┏━━

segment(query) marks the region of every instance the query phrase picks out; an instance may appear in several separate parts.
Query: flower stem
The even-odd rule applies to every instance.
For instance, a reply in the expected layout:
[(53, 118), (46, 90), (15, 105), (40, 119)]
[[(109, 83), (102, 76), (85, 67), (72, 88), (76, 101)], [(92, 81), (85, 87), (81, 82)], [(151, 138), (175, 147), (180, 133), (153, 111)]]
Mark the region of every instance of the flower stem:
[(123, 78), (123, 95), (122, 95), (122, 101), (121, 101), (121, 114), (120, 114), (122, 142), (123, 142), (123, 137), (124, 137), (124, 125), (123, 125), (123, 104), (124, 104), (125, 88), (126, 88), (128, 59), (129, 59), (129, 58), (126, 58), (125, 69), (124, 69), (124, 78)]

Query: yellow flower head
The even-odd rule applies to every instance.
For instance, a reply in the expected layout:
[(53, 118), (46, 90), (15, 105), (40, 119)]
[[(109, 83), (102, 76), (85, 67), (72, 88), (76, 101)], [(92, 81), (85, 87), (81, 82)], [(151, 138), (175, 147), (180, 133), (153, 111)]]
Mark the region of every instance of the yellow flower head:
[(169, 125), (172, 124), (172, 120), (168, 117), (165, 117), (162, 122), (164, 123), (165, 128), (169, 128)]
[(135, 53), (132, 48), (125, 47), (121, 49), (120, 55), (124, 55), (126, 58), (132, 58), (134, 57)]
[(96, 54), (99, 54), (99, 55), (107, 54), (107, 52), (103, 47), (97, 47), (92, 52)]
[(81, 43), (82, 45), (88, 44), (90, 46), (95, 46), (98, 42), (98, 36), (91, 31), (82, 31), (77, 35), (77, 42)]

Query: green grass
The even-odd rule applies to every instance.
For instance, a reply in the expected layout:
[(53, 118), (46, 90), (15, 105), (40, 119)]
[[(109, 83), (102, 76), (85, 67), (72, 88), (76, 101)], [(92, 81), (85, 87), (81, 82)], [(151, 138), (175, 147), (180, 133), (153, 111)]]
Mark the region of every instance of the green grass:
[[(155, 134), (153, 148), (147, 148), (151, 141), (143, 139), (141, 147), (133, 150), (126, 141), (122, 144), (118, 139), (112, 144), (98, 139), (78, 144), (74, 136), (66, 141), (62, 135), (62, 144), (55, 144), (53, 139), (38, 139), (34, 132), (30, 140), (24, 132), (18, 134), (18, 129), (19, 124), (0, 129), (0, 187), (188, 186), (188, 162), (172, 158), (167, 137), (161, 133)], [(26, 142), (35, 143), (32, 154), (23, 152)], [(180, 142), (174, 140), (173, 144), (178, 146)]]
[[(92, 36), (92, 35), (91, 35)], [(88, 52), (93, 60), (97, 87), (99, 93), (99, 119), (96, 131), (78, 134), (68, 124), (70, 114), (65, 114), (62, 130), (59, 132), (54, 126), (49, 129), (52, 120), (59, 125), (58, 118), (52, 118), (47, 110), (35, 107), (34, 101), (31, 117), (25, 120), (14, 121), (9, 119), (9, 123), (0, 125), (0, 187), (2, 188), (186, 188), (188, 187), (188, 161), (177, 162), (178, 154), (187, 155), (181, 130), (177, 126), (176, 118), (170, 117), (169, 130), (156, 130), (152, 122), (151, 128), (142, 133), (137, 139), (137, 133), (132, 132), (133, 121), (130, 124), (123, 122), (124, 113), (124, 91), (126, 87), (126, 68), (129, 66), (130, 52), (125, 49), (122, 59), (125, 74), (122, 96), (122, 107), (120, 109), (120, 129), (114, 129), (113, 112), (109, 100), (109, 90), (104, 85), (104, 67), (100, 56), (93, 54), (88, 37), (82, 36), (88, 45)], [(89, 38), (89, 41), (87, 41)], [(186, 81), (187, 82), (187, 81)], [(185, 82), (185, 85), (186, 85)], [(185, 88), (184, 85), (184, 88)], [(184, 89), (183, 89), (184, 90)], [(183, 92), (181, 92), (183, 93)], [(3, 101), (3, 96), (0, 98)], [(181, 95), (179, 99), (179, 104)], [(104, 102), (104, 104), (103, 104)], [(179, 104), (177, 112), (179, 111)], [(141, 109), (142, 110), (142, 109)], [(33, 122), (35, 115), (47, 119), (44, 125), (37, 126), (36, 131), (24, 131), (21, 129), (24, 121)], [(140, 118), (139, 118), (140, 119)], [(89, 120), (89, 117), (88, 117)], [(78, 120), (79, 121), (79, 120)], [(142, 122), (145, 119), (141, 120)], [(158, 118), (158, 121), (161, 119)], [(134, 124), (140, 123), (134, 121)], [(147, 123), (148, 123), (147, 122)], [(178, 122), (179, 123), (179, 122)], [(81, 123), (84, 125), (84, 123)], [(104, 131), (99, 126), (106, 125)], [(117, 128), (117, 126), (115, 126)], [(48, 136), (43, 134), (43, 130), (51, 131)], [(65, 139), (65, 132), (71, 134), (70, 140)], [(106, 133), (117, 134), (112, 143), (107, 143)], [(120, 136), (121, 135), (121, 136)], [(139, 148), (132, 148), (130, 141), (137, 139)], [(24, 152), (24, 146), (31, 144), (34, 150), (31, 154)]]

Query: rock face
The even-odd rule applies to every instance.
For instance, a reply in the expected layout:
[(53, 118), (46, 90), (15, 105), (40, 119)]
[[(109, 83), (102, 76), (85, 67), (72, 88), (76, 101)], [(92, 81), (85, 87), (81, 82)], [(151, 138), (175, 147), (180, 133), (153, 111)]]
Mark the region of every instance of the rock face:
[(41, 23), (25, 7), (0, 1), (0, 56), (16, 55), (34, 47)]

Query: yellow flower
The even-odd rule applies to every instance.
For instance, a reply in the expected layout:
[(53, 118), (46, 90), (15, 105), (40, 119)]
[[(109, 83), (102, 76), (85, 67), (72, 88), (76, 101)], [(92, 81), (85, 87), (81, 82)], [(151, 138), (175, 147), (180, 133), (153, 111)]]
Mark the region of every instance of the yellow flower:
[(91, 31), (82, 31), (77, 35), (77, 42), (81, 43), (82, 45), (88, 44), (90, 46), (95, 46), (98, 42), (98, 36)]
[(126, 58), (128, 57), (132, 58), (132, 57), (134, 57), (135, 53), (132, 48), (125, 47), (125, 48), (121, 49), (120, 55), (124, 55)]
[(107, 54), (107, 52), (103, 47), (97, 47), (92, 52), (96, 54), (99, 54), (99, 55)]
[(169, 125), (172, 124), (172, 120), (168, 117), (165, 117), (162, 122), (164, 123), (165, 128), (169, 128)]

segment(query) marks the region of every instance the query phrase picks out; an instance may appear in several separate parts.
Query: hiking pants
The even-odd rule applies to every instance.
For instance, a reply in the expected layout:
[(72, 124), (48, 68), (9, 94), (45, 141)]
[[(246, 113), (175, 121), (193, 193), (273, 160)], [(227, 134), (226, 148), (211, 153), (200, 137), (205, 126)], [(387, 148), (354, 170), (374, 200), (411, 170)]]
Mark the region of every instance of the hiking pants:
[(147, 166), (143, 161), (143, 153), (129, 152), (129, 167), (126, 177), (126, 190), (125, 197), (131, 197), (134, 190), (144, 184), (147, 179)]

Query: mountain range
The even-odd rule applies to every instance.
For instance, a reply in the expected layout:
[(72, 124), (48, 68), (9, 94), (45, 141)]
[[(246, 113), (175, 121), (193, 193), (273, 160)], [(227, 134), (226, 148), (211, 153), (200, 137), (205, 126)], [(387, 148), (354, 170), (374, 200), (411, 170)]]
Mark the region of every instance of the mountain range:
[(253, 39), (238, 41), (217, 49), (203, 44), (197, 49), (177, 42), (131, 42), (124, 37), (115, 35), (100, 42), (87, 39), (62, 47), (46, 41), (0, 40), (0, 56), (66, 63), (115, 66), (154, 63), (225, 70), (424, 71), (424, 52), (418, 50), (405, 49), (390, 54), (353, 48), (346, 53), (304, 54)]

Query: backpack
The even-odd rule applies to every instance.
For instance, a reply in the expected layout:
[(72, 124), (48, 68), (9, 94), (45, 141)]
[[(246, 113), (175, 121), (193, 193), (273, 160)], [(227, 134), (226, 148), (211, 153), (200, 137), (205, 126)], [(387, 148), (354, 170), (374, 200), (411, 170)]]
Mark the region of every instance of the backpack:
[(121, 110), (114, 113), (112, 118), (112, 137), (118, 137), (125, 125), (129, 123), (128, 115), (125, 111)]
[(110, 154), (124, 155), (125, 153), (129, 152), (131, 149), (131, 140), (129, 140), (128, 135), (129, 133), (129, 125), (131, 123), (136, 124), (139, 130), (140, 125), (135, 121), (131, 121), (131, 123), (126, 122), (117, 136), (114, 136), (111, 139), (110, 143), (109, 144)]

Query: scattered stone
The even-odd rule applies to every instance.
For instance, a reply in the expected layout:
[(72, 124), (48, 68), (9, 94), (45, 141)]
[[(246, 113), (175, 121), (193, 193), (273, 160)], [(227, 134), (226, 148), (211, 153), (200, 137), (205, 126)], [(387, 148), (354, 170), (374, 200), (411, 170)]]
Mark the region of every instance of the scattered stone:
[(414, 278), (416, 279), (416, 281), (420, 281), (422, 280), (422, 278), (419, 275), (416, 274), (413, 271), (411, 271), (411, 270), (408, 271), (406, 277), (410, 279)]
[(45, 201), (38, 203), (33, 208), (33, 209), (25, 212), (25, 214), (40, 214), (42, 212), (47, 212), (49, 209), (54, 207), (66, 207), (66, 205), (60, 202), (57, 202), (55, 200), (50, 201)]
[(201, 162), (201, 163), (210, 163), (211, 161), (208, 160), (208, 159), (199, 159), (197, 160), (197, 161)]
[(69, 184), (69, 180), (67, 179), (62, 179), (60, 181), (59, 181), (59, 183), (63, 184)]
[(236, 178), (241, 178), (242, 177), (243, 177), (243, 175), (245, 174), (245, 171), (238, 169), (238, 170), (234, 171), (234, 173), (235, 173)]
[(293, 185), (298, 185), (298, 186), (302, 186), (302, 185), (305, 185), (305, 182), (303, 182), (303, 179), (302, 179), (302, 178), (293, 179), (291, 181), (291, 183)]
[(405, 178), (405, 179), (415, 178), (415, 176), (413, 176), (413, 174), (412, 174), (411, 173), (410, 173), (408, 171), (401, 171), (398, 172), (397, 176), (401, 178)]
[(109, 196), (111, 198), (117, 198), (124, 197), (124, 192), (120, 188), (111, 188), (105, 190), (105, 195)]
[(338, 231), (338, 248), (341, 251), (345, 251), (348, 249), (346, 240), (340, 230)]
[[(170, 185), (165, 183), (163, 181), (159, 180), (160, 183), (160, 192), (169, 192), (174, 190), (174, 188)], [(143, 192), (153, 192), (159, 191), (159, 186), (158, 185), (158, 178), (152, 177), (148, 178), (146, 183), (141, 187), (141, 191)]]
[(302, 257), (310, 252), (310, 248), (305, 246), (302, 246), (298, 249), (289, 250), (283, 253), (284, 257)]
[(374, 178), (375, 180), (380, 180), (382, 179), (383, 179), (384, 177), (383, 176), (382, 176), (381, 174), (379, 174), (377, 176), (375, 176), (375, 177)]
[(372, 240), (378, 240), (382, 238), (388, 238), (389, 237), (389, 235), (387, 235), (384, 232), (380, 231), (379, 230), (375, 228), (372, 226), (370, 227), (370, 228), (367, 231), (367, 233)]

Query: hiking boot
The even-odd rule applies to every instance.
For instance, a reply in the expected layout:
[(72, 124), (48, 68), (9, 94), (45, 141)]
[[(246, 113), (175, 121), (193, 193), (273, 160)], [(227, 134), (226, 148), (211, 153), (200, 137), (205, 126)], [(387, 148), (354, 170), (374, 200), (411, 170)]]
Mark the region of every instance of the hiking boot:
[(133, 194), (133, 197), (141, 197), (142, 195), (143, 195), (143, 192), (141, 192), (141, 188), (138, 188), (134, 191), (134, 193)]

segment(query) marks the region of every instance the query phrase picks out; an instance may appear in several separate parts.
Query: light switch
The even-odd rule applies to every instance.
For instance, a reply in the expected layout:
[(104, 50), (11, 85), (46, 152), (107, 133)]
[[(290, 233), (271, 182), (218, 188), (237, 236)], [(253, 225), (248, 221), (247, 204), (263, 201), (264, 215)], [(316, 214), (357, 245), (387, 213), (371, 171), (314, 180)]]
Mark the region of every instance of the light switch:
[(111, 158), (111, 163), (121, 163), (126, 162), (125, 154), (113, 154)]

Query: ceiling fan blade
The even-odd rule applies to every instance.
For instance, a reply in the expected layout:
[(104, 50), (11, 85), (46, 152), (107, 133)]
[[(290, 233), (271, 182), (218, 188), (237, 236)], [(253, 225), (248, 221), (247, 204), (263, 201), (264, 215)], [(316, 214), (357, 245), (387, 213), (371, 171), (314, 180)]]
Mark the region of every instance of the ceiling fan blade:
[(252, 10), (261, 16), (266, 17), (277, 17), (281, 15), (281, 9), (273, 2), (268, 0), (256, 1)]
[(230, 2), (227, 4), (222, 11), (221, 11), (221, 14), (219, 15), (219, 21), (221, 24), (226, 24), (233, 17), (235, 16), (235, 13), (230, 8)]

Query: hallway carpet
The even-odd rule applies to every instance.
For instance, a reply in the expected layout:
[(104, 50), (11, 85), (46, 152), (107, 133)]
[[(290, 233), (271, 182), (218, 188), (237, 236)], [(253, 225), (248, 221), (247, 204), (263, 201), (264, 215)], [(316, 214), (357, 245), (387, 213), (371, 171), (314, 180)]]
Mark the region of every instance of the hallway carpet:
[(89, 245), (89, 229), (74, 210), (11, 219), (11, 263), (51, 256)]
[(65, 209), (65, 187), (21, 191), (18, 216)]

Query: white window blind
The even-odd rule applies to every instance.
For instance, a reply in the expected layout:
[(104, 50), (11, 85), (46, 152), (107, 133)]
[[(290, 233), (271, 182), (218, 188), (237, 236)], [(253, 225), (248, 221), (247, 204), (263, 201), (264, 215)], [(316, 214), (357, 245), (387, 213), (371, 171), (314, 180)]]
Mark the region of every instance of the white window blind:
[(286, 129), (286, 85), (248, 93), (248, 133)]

┗━━

BRIEF> Update the part that opens with the line containing "Query: yellow flower head" and closes with the line containing "58), (134, 57)]": replace "expected layout" with "required format" and leave everything else unchanged. Give back only those lines.

TASK RESULT>
Query: yellow flower head
The even-odd rule applies to every instance.
For instance, a reply in the required format:
[(53, 118), (46, 90), (15, 105), (40, 119)]
[[(109, 83), (102, 76), (85, 67), (72, 88), (76, 101)], [(92, 81), (85, 87), (81, 82)], [(151, 138), (175, 147), (180, 133), (153, 111)]]
Mark the region of every instance of the yellow flower head:
[(169, 125), (172, 124), (172, 120), (168, 117), (165, 117), (162, 122), (164, 123), (165, 128), (169, 128)]
[(135, 53), (132, 48), (125, 47), (121, 49), (120, 55), (124, 55), (126, 58), (132, 58), (134, 57)]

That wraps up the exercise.